**EXERCISE PROMPT:** Please reproduce the records word for word, from the line that contains "Each <instance> block" through the line that contains "box: [106, 143, 117, 317]", inclusive of both.

MATERIAL PROVIDED Block Start

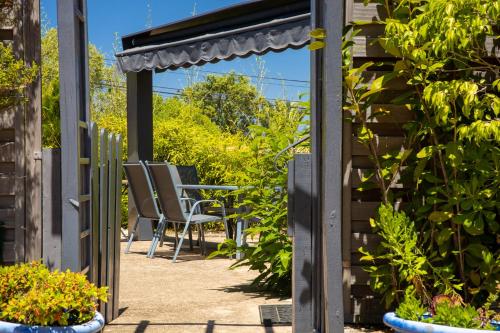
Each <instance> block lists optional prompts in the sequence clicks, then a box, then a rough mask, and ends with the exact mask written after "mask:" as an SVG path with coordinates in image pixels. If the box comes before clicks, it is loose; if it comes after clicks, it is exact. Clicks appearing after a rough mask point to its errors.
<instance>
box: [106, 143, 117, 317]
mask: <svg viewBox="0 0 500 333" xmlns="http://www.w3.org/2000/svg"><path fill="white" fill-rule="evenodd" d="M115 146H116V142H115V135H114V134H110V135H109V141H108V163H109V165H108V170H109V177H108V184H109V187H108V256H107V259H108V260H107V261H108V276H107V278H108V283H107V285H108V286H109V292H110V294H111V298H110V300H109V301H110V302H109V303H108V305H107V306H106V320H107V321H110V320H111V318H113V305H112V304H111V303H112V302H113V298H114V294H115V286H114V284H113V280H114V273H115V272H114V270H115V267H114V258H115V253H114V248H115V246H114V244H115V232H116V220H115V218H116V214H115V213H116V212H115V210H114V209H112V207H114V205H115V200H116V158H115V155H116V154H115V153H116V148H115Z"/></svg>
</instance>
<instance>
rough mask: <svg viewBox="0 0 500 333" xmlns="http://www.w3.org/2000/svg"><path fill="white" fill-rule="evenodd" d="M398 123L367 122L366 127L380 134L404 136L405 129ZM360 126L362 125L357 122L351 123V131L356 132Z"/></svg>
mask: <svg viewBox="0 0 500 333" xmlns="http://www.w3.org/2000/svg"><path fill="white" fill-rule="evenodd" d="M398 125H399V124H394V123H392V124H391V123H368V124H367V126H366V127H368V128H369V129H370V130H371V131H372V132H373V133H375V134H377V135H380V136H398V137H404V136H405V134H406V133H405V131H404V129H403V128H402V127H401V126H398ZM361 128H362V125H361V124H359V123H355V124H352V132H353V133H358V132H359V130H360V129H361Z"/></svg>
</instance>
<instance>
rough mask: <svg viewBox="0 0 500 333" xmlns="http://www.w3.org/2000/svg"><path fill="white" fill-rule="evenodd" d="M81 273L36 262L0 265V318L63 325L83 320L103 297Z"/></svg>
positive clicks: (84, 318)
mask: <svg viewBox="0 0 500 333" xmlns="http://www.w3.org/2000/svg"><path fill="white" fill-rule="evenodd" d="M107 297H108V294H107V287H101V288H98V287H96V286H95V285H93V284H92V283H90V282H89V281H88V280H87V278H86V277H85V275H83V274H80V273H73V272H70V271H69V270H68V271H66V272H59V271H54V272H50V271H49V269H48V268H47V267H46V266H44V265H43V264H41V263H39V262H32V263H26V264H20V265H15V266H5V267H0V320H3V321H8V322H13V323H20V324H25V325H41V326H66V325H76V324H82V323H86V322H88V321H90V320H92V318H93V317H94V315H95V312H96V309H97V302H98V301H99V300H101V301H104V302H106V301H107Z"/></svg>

MATERIAL PROVIDED Block End
MATERIAL PROVIDED Block Start

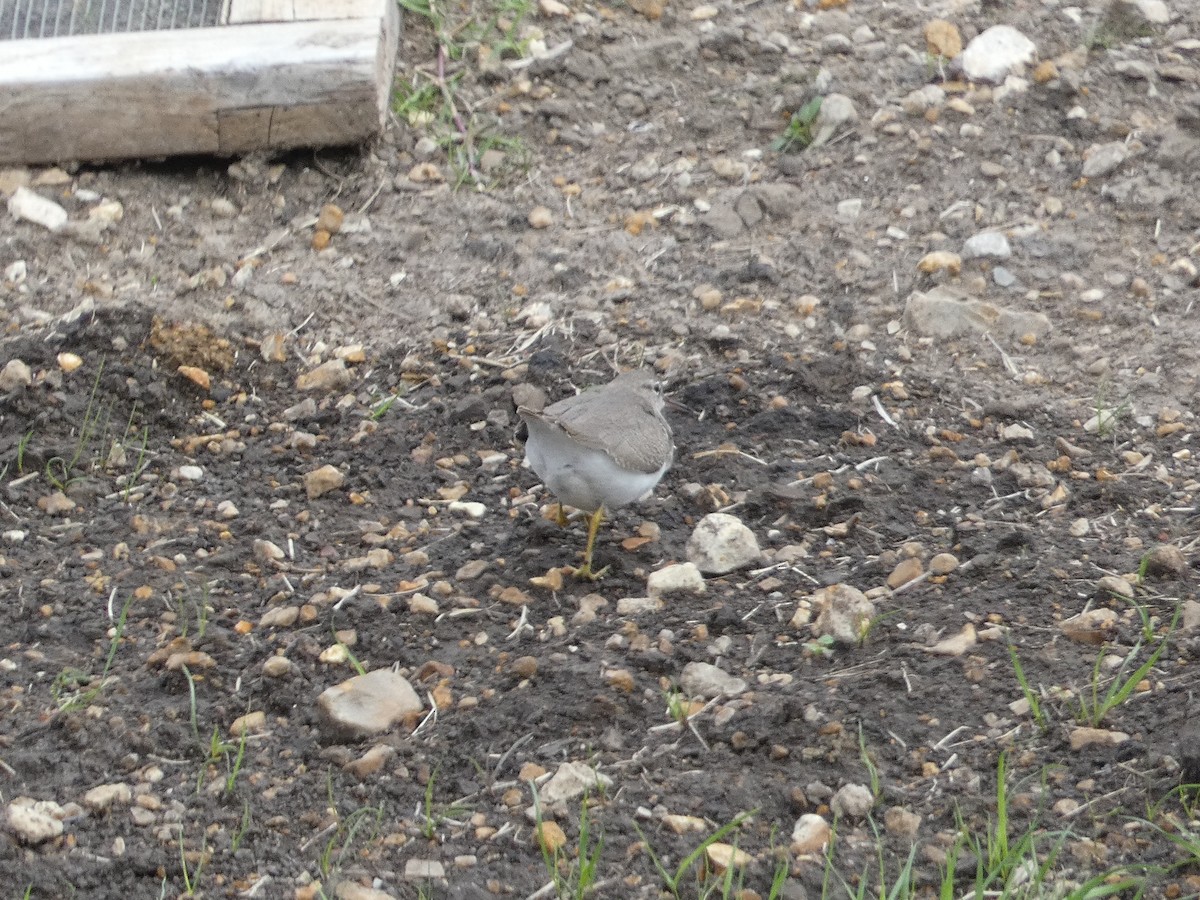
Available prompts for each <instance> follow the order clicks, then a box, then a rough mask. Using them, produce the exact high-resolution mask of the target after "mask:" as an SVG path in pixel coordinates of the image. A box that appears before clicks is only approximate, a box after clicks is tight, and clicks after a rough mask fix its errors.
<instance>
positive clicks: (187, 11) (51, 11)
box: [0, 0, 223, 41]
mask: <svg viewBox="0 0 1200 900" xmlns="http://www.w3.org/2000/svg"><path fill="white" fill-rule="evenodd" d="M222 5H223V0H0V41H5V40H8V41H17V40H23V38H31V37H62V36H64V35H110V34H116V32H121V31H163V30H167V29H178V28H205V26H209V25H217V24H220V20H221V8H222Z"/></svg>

MATERIAL PROVIDED Block End

**RESPONSE FOR THIS EXERCISE:**
Each <instance> block lists optional prompts in the sequence clicks, then a box, then a rough mask, and ends with the exact mask written after "mask:" as an SVG path with coordinates in image pixels. If the box comes before clicks, it is loose; if it comes after clicks, it is exact. Clicks appearing after a rough mask point to its errors.
<instance>
box: [106, 143, 117, 317]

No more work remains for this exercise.